Rewrite the lines below, putting "final count" in place of every "match tally" and keeping everything else the same.

────────────────────────────────────────

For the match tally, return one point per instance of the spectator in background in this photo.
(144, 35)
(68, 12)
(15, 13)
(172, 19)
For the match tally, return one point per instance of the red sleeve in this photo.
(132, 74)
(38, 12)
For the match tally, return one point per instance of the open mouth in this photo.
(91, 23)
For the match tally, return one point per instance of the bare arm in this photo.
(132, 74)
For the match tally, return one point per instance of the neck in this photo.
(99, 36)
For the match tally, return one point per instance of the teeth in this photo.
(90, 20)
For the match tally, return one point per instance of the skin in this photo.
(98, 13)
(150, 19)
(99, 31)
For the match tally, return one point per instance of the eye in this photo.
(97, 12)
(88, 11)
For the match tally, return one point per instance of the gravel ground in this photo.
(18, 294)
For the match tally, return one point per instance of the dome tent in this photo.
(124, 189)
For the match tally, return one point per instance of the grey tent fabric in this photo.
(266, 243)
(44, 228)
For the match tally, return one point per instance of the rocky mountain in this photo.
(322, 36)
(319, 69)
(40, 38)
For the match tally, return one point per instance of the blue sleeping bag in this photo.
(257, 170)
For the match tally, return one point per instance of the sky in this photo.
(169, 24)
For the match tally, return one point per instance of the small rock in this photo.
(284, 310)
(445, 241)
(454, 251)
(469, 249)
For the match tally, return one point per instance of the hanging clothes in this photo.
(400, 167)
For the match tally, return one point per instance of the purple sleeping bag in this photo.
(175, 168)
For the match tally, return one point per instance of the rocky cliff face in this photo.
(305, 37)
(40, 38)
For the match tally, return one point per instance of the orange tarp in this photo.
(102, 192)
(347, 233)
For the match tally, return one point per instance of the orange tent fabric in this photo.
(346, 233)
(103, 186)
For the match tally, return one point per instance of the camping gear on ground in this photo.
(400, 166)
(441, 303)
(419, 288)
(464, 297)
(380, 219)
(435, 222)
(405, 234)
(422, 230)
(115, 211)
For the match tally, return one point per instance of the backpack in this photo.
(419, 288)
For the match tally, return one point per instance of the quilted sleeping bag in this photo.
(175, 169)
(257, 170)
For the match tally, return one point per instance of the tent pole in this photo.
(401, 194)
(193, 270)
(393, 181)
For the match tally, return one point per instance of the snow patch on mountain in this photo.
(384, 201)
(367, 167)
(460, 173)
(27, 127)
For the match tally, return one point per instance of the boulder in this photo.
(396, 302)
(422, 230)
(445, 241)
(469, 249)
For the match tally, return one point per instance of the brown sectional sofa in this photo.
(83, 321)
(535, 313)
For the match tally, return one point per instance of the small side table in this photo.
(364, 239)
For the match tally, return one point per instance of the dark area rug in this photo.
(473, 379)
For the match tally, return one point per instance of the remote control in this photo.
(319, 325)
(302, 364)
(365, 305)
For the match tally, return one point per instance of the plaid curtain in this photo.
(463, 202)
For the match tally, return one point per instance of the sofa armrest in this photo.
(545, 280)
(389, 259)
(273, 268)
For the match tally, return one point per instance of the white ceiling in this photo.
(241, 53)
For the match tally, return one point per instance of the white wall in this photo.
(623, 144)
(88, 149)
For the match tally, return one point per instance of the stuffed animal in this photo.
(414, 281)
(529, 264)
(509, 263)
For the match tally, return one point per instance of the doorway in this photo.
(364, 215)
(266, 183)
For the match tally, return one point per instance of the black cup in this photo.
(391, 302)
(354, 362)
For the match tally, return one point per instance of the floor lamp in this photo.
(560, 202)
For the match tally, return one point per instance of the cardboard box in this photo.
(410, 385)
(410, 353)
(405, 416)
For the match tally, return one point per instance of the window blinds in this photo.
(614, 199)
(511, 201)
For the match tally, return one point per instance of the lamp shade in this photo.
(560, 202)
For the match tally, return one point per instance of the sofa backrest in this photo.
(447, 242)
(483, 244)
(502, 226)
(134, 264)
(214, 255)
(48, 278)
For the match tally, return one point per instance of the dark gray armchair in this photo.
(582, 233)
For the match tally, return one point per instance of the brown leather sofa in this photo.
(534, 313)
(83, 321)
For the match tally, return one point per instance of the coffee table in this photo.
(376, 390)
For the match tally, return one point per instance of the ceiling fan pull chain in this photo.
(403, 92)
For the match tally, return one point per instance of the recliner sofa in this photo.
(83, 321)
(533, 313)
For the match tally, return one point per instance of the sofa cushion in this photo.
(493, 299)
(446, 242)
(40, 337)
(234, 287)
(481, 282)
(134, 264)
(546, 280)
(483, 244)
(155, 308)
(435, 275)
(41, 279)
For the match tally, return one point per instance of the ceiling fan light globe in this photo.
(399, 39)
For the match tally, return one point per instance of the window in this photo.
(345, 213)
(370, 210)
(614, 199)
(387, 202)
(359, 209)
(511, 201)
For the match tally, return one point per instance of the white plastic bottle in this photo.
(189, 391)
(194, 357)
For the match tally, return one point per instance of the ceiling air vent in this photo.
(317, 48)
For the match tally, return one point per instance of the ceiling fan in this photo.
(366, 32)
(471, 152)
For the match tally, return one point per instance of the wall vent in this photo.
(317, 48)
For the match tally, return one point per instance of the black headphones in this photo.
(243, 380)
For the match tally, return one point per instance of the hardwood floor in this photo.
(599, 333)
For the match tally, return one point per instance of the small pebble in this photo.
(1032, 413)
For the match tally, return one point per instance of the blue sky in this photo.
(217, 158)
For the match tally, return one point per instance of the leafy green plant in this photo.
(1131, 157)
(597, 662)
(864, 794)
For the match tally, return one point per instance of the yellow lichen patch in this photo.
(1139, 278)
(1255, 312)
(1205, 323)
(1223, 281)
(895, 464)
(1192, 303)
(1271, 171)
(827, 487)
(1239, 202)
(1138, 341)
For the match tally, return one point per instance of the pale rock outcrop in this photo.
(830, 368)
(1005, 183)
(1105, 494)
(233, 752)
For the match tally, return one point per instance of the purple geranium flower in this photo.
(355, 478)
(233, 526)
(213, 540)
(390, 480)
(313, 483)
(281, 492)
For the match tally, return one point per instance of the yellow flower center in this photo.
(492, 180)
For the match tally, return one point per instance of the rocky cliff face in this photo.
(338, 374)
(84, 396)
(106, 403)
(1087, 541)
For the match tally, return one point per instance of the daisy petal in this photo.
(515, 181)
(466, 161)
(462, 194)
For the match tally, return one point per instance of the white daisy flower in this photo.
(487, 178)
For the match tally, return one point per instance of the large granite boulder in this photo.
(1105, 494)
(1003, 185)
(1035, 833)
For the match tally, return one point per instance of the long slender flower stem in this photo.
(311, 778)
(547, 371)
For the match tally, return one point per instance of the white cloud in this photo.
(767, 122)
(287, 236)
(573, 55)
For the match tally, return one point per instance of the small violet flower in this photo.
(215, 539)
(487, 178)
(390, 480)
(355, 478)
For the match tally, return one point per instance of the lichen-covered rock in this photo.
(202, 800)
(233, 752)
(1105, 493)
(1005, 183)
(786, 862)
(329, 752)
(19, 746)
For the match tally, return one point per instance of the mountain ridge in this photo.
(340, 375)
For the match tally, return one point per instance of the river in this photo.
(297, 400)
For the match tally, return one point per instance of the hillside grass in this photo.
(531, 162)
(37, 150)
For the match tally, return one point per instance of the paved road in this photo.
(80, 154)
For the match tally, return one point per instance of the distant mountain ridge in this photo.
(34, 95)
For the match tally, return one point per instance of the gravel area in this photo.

────────────────────────────────────────

Answer to this exercise:
For the final count, return one point per instance of the spectator in background in this photo.
(144, 35)
(68, 12)
(15, 13)
(172, 19)
For the final count, return one point per instance of the red sleeve in this photo.
(132, 74)
(38, 12)
For the final count, return one point per instance of the open mouth in this photo.
(91, 23)
For the final count, return one point per instance of the bare arm in this photo.
(132, 74)
For the final count, return one point per instance of the neck in this photo.
(99, 36)
For the final count, return one point per instance of the teeth in this photo.
(90, 20)
For the final count, return one point per instance of the skin in this photo.
(98, 13)
(150, 19)
(99, 31)
For the final count, return one point per instance of the eye in this photo.
(97, 12)
(88, 11)
For the final count, return one point per instance of the gravel ground in this photo.
(18, 294)
For the final count, return one point per instance of the dome tent in this photo.
(124, 189)
For the final count, return one point per instance of the grey tent fabric in this photo.
(266, 243)
(44, 228)
For the final count, return one point per instance of the rocky mountain in this photo.
(322, 36)
(319, 69)
(40, 38)
For the final count, return one point per instance of the blue sleeping bag in this photo.
(257, 170)
For the final count, return one point per instance of the sky in this photo.
(169, 24)
For the final count, return one point per instance of the small rock in this photo.
(284, 310)
(445, 241)
(454, 251)
(469, 249)
For the final count, return one point per instance of the hanging clothes in this photo.
(400, 167)
For the final count, return one point per instance of the purple sleeping bag in this photo.
(175, 168)
For the final count, return one point per instance of the rocky cliff face in this photo.
(305, 37)
(40, 38)
For the final count, return one point per instance of the orange tarp in this photo.
(102, 192)
(347, 233)
For the final count, return one point per instance of the orange tent fabric in this photo.
(346, 233)
(103, 186)
For the final count, return one point per instance of the camping gear on ground in this photo.
(400, 166)
(441, 303)
(419, 288)
(464, 297)
(380, 219)
(435, 222)
(405, 234)
(422, 230)
(115, 211)
For the final count, return one point per instance of the backpack in this photo.
(419, 288)
For the final count, return one point per instance of the quilted sleeping bag in this photo.
(175, 169)
(257, 170)
For the final count, return one point per instance of the tent pole in this photo.
(401, 194)
(193, 270)
(393, 181)
For the final count, return one point per instance of the snow patch on mountain in this photo.
(384, 201)
(367, 167)
(460, 173)
(27, 127)
For the final count, return one point per instance of the boulder in this photo.
(396, 302)
(422, 230)
(445, 241)
(469, 249)
For the final count, return one point per instance of the brown sectional sofa in this photo.
(83, 321)
(535, 313)
For the final count, return one point per instance of the small side table in this photo.
(364, 239)
For the final count, return one point per instance of the dark area rug in this photo.
(473, 379)
For the final count, return one point per instance of the remote control in this photo.
(319, 325)
(302, 364)
(365, 305)
For the final count, return one point per instance of the plaid curtain in this photo.
(463, 202)
For the final count, return one point per instance of the sofa armrest in this photo.
(545, 280)
(389, 259)
(273, 268)
For the final count, return one point per instance of the white ceiling in this photo.
(241, 53)
For the final count, return one point per instance of the white wall in this photo.
(623, 144)
(88, 149)
For the final count, return one point per instance of the stuffed animal in this photo.
(414, 281)
(529, 264)
(509, 263)
For the final count, return one point per instance of the doorway in this photo.
(364, 215)
(266, 183)
For the final count, return one point per instance of the black cup in this photo.
(391, 302)
(354, 362)
For the final count, return one point per instance of the floor lamp in this photo.
(560, 202)
For the final count, return one point per instance of the cardboard box in this photo.
(410, 385)
(410, 353)
(405, 416)
For the final count, return one point per instance of the window blinds in this photo.
(614, 199)
(511, 201)
For the final count, return one point per instance of the lamp shade in this photo.
(560, 202)
For the final count, return one point per instance of the sofa backrest in this photo.
(447, 242)
(483, 244)
(502, 226)
(134, 264)
(214, 255)
(48, 278)
For the final count, return one point per instance of the dark gray armchair in this photo.
(582, 233)
For the final count, return one point per instance of the brown leather sofa in this photo.
(534, 313)
(83, 321)
For the final count, return one point per instance of the coffee table in this photo.
(376, 390)
For the final count, return one point per instance of the ceiling fan pull chain in this photo.
(403, 92)
For the final count, return one point per instance of the recliner sofa in this photo.
(83, 321)
(533, 313)
For the final count, return one point per instance of the sofa cushion in this photo.
(493, 299)
(446, 242)
(40, 337)
(234, 287)
(481, 282)
(134, 264)
(546, 280)
(483, 244)
(155, 308)
(435, 275)
(41, 279)
For the final count, return one point per instance of the ceiling fan light globe in this photo.
(399, 39)
For the final count, return one point per instance of the window in this photo.
(345, 213)
(370, 210)
(614, 199)
(387, 202)
(359, 209)
(511, 201)
For the final count, return one point per instance of the white plastic bottle in this photo.
(189, 391)
(194, 357)
For the final count, return one point per instance of the ceiling air vent in this photo.
(317, 48)
For the final count, return one point per instance of the ceiling fan in this photo.
(366, 32)
(471, 152)
For the final count, return one point per instance of the wall vent in this photo.
(317, 48)
For the final count, return one point per instance of the black headphones in this photo.
(243, 380)
For the final count, return one point per instance of the hardwood floor in this photo.
(599, 333)
For the final count, return one point per instance of the small pebble in this photo.
(1032, 413)
For the final count, return one point per instance of the blue sky in this photo.
(217, 158)
For the final count, return one point per instance of the leafy green plant in this photo.
(1131, 157)
(597, 662)
(864, 794)
For the final count, return one point per instance of the yellow lichen patch in this photo.
(1139, 278)
(1255, 312)
(1205, 323)
(1223, 281)
(895, 464)
(1192, 303)
(1271, 171)
(827, 487)
(1239, 202)
(1138, 341)
For the final count, return one point per instance of the pale rock outcrop in this photo.
(830, 368)
(1005, 183)
(1105, 494)
(233, 752)
For the final count, return one point per instance of the purple geranium flower in this photo.
(355, 478)
(233, 526)
(213, 540)
(390, 480)
(313, 483)
(281, 492)
For the final count, return one point per instance of the yellow flower center in this photo.
(492, 180)
For the final count, return one point per instance of the rocky cliff face in this photo.
(338, 374)
(84, 396)
(106, 403)
(1087, 541)
For the final count, return one point per instance of the daisy petal in this photo.
(515, 181)
(466, 161)
(462, 194)
For the final count, return one point per instance of the white daisy flower in this photo.
(487, 178)
For the final count, return one point per instance of the large granite boulder in this photo.
(1105, 494)
(1003, 185)
(1035, 833)
For the final count, return one point per instance of the long slender flower stem in this photo.
(311, 778)
(547, 371)
For the final count, return one point per instance of the white cloud in this photo.
(767, 122)
(287, 236)
(573, 55)
For the final count, return one point per instance of the small violet flower in this photo.
(215, 539)
(487, 178)
(390, 480)
(355, 478)
For the final count, return one point per instance of the lichen-covered rock in this photo.
(202, 800)
(233, 752)
(1105, 493)
(1005, 183)
(786, 862)
(329, 752)
(19, 746)
For the final count, return one point per instance of the mountain ridge in this photo.
(340, 375)
For the final count, return one point per instance of the river in this photo.
(297, 400)
For the final count, return one point per instance of the hillside grass in this photo.
(531, 162)
(37, 150)
For the final count, return one point per instance of the paved road in this photo.
(80, 154)
For the final count, return one point per instance of the distant mountain ridge in this photo.
(34, 95)
For the final count, return one point per instance of the gravel area in this photo.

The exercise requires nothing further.